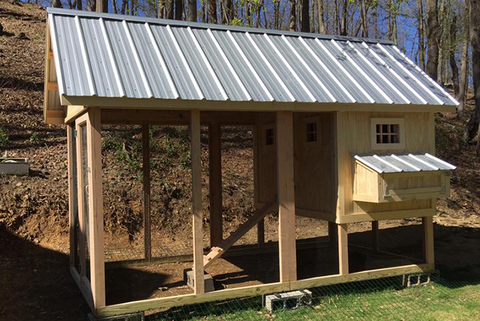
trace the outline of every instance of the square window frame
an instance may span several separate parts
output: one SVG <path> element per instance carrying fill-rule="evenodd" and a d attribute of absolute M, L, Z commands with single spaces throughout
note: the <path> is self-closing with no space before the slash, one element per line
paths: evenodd
<path fill-rule="evenodd" d="M 405 149 L 405 119 L 404 118 L 371 118 L 371 149 L 372 150 L 402 150 Z M 399 143 L 377 143 L 377 125 L 398 125 Z"/>
<path fill-rule="evenodd" d="M 273 131 L 273 144 L 271 145 L 267 145 L 267 130 L 271 129 Z M 277 133 L 276 133 L 276 128 L 275 128 L 275 124 L 272 124 L 272 123 L 269 123 L 269 124 L 264 124 L 262 126 L 260 126 L 260 130 L 261 130 L 261 139 L 262 139 L 262 147 L 265 149 L 265 150 L 269 150 L 269 149 L 275 149 L 276 145 L 277 145 Z"/>
<path fill-rule="evenodd" d="M 307 126 L 308 124 L 316 124 L 317 127 L 317 140 L 314 141 L 308 141 L 307 140 Z M 313 116 L 313 117 L 305 117 L 302 120 L 302 142 L 307 145 L 320 145 L 321 143 L 321 135 L 320 135 L 320 117 L 319 116 Z"/>

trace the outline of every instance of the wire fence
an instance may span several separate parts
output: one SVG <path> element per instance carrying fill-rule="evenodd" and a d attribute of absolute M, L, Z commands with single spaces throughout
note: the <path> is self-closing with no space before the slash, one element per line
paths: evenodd
<path fill-rule="evenodd" d="M 312 305 L 294 310 L 269 313 L 257 296 L 172 308 L 146 320 L 475 320 L 480 307 L 472 284 L 432 276 L 406 288 L 402 277 L 391 277 L 310 289 Z"/>

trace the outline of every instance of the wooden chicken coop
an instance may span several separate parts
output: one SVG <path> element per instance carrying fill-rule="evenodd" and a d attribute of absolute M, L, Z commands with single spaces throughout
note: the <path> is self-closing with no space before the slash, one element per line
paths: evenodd
<path fill-rule="evenodd" d="M 71 271 L 97 317 L 434 269 L 435 112 L 458 104 L 391 42 L 49 8 L 47 123 L 68 133 Z M 145 258 L 150 125 L 189 126 L 194 293 L 107 305 L 101 126 L 143 126 Z M 222 126 L 254 128 L 256 211 L 222 234 Z M 200 128 L 208 126 L 210 242 L 203 244 Z M 204 271 L 278 211 L 279 280 L 205 293 Z M 329 222 L 338 273 L 297 279 L 295 216 Z M 418 217 L 425 262 L 349 271 L 348 226 Z M 206 251 L 208 247 L 208 251 Z M 86 260 L 88 253 L 89 260 Z"/>

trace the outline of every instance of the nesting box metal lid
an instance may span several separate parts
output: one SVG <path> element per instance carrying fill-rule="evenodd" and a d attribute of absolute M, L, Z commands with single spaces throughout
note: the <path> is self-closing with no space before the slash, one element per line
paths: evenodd
<path fill-rule="evenodd" d="M 379 174 L 402 172 L 449 171 L 457 167 L 428 153 L 367 154 L 354 158 Z"/>

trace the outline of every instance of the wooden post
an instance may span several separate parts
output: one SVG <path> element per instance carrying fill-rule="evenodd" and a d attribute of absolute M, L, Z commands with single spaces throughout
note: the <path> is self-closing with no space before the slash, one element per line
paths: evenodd
<path fill-rule="evenodd" d="M 378 239 L 378 221 L 372 221 L 372 250 L 378 251 L 380 249 Z"/>
<path fill-rule="evenodd" d="M 150 226 L 150 131 L 148 124 L 142 125 L 143 154 L 143 232 L 145 258 L 152 258 L 152 237 Z"/>
<path fill-rule="evenodd" d="M 425 262 L 427 264 L 435 264 L 434 256 L 434 235 L 433 235 L 433 217 L 422 217 L 423 231 L 424 231 L 424 252 Z"/>
<path fill-rule="evenodd" d="M 202 214 L 202 163 L 200 158 L 200 111 L 191 111 L 192 158 L 192 212 L 193 212 L 193 274 L 195 294 L 205 292 L 203 278 L 203 214 Z"/>
<path fill-rule="evenodd" d="M 255 198 L 255 208 L 259 208 L 258 204 L 258 146 L 260 144 L 260 137 L 258 133 L 258 115 L 255 115 L 255 125 L 253 126 L 253 194 Z M 262 248 L 265 246 L 265 219 L 262 219 L 257 224 L 257 244 Z"/>
<path fill-rule="evenodd" d="M 222 224 L 222 129 L 218 122 L 208 128 L 210 178 L 210 247 L 223 240 Z"/>
<path fill-rule="evenodd" d="M 337 224 L 338 228 L 338 273 L 348 274 L 348 228 L 347 224 Z"/>
<path fill-rule="evenodd" d="M 335 222 L 328 222 L 328 241 L 330 246 L 337 242 L 337 224 Z"/>
<path fill-rule="evenodd" d="M 297 279 L 292 112 L 277 112 L 276 132 L 280 282 L 290 282 Z"/>
<path fill-rule="evenodd" d="M 265 219 L 264 218 L 257 224 L 257 244 L 258 244 L 258 247 L 265 246 Z"/>
<path fill-rule="evenodd" d="M 90 108 L 87 119 L 88 213 L 90 283 L 95 309 L 105 306 L 101 131 L 100 108 Z"/>

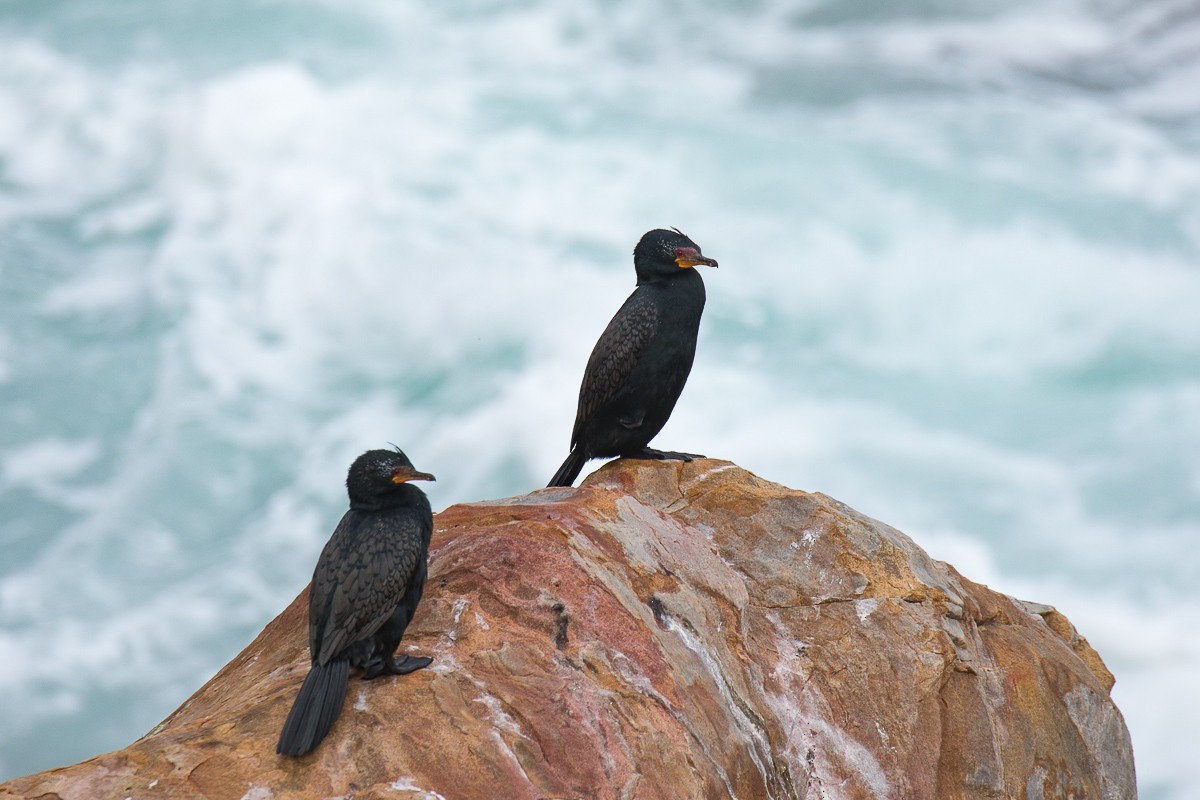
**********
Pictures stay out. Repeat only the lines from the beginning of the data through the line that has "trace the outline of every instance of the wire".

trace the outline of every instance of the square window frame
an instance may span several separate parts
output: one SVG <path> element per instance carrying fill-rule="evenodd" and a d attribute of absolute M, L, Z commands with single spaces throughout
note: the <path> is self-closing with no space before the slash, one element per line
paths: evenodd
<path fill-rule="evenodd" d="M 405 149 L 405 119 L 404 118 L 371 118 L 371 149 L 372 150 L 402 150 Z M 399 143 L 377 143 L 377 125 L 398 125 Z"/>
<path fill-rule="evenodd" d="M 273 131 L 273 144 L 271 145 L 267 145 L 267 130 L 271 129 Z M 277 133 L 276 133 L 276 128 L 275 128 L 275 124 L 272 124 L 272 123 L 269 123 L 269 124 L 264 124 L 262 126 L 260 126 L 260 130 L 261 130 L 261 139 L 262 139 L 262 147 L 265 149 L 265 150 L 269 150 L 269 149 L 275 149 L 276 145 L 277 145 Z"/>
<path fill-rule="evenodd" d="M 307 126 L 308 124 L 316 124 L 317 127 L 317 140 L 314 141 L 308 141 L 307 140 Z M 313 116 L 313 117 L 305 117 L 302 120 L 302 142 L 307 145 L 320 145 L 321 143 L 321 135 L 320 135 L 320 117 L 319 116 Z"/>

trace the outline of every instance of the wire fence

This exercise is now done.